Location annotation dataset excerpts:
---+---

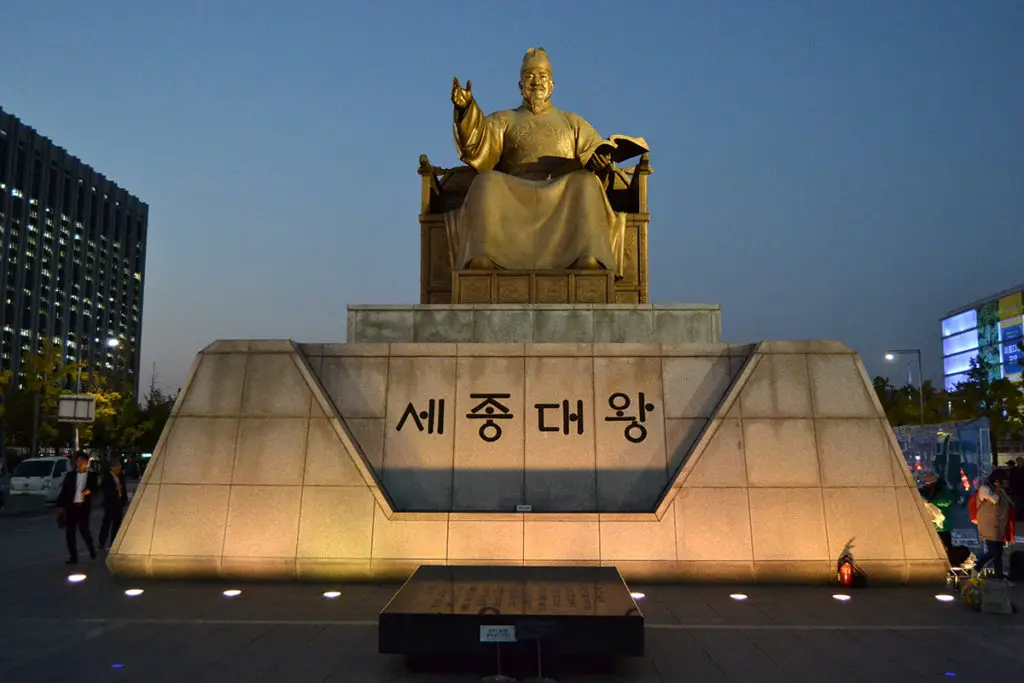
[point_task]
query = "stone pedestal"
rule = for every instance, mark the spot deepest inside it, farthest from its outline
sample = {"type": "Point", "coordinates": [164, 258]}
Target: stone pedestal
{"type": "Point", "coordinates": [670, 462]}
{"type": "Point", "coordinates": [524, 324]}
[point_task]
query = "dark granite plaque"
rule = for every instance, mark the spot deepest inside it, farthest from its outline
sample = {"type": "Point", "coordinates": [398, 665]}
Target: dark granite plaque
{"type": "Point", "coordinates": [572, 610]}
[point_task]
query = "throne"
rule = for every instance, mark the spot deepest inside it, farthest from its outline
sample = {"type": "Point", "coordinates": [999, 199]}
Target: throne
{"type": "Point", "coordinates": [444, 189]}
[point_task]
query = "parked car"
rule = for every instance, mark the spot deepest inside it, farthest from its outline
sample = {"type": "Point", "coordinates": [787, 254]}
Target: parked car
{"type": "Point", "coordinates": [39, 476]}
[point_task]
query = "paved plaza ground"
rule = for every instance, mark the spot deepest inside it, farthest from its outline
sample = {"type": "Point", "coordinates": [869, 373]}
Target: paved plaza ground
{"type": "Point", "coordinates": [54, 631]}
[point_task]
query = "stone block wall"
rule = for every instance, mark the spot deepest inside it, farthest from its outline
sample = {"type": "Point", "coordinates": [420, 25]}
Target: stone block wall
{"type": "Point", "coordinates": [759, 463]}
{"type": "Point", "coordinates": [669, 324]}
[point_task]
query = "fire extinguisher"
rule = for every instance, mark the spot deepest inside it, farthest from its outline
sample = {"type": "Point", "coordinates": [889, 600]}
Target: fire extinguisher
{"type": "Point", "coordinates": [845, 568]}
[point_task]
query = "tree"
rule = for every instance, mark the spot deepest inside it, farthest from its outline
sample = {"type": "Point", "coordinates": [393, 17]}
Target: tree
{"type": "Point", "coordinates": [902, 406]}
{"type": "Point", "coordinates": [1000, 400]}
{"type": "Point", "coordinates": [5, 378]}
{"type": "Point", "coordinates": [155, 417]}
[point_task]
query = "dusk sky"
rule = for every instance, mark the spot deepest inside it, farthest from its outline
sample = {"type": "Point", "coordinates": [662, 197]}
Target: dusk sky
{"type": "Point", "coordinates": [825, 169]}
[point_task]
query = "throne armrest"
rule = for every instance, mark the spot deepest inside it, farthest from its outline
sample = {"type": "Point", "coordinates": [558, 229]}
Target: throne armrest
{"type": "Point", "coordinates": [638, 185]}
{"type": "Point", "coordinates": [442, 188]}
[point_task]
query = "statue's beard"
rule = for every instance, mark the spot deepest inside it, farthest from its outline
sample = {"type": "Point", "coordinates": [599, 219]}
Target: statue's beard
{"type": "Point", "coordinates": [537, 100]}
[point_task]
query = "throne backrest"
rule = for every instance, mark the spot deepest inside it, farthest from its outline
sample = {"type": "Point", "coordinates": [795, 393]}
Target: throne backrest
{"type": "Point", "coordinates": [444, 189]}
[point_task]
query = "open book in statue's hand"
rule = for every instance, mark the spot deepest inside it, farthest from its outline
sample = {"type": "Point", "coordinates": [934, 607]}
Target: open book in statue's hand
{"type": "Point", "coordinates": [622, 147]}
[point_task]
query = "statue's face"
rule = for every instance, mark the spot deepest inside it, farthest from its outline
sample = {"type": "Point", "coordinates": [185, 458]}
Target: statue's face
{"type": "Point", "coordinates": [536, 85]}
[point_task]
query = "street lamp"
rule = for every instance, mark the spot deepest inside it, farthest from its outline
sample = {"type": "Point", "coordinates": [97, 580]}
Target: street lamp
{"type": "Point", "coordinates": [112, 343]}
{"type": "Point", "coordinates": [891, 355]}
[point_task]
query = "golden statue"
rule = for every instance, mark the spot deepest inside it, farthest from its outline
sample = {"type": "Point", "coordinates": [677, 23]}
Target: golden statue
{"type": "Point", "coordinates": [539, 201]}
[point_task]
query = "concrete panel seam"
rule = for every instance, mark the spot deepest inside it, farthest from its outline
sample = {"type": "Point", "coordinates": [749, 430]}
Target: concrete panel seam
{"type": "Point", "coordinates": [688, 462]}
{"type": "Point", "coordinates": [235, 460]}
{"type": "Point", "coordinates": [817, 452]}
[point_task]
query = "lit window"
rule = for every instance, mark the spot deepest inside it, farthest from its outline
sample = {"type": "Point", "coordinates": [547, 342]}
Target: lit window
{"type": "Point", "coordinates": [958, 364]}
{"type": "Point", "coordinates": [960, 323]}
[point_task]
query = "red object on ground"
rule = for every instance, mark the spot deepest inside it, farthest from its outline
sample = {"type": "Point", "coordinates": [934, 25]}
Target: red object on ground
{"type": "Point", "coordinates": [846, 573]}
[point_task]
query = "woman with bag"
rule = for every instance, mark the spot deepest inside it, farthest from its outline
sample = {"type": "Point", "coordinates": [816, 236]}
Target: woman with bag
{"type": "Point", "coordinates": [994, 521]}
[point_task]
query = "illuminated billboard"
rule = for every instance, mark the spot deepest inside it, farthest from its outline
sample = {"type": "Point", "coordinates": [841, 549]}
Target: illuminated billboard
{"type": "Point", "coordinates": [988, 330]}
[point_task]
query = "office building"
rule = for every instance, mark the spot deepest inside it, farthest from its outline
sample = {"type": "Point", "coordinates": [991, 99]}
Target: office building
{"type": "Point", "coordinates": [74, 257]}
{"type": "Point", "coordinates": [990, 330]}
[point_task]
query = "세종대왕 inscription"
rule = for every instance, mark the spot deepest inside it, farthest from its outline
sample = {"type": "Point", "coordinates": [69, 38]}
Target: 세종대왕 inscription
{"type": "Point", "coordinates": [491, 410]}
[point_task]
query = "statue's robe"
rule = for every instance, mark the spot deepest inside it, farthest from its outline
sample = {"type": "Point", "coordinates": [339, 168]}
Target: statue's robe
{"type": "Point", "coordinates": [531, 207]}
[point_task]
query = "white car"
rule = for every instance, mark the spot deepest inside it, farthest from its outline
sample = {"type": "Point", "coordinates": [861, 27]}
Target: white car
{"type": "Point", "coordinates": [39, 476]}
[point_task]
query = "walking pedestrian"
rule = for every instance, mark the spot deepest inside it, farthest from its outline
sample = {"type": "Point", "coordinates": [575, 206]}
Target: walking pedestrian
{"type": "Point", "coordinates": [994, 521]}
{"type": "Point", "coordinates": [75, 502]}
{"type": "Point", "coordinates": [115, 491]}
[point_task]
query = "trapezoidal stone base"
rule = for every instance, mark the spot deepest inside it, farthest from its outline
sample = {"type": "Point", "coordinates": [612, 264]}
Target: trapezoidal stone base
{"type": "Point", "coordinates": [360, 462]}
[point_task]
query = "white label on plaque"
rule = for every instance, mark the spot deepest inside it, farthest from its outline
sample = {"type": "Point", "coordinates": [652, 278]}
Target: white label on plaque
{"type": "Point", "coordinates": [497, 634]}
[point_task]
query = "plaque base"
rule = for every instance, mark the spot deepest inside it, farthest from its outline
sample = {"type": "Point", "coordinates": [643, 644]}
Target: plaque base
{"type": "Point", "coordinates": [571, 610]}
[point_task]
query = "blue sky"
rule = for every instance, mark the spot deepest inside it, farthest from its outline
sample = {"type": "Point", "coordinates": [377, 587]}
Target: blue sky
{"type": "Point", "coordinates": [823, 169]}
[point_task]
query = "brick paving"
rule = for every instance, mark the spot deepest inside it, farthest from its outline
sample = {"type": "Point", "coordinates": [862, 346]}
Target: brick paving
{"type": "Point", "coordinates": [54, 631]}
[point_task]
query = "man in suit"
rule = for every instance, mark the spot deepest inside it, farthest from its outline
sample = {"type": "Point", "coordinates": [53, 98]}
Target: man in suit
{"type": "Point", "coordinates": [115, 498]}
{"type": "Point", "coordinates": [75, 501]}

---+---

◆ Required work
Please pick out every line in the items above that contains the string "block", and copy each one in full.

◆ Full answer
query = "stone block wall"
Target: stone block wall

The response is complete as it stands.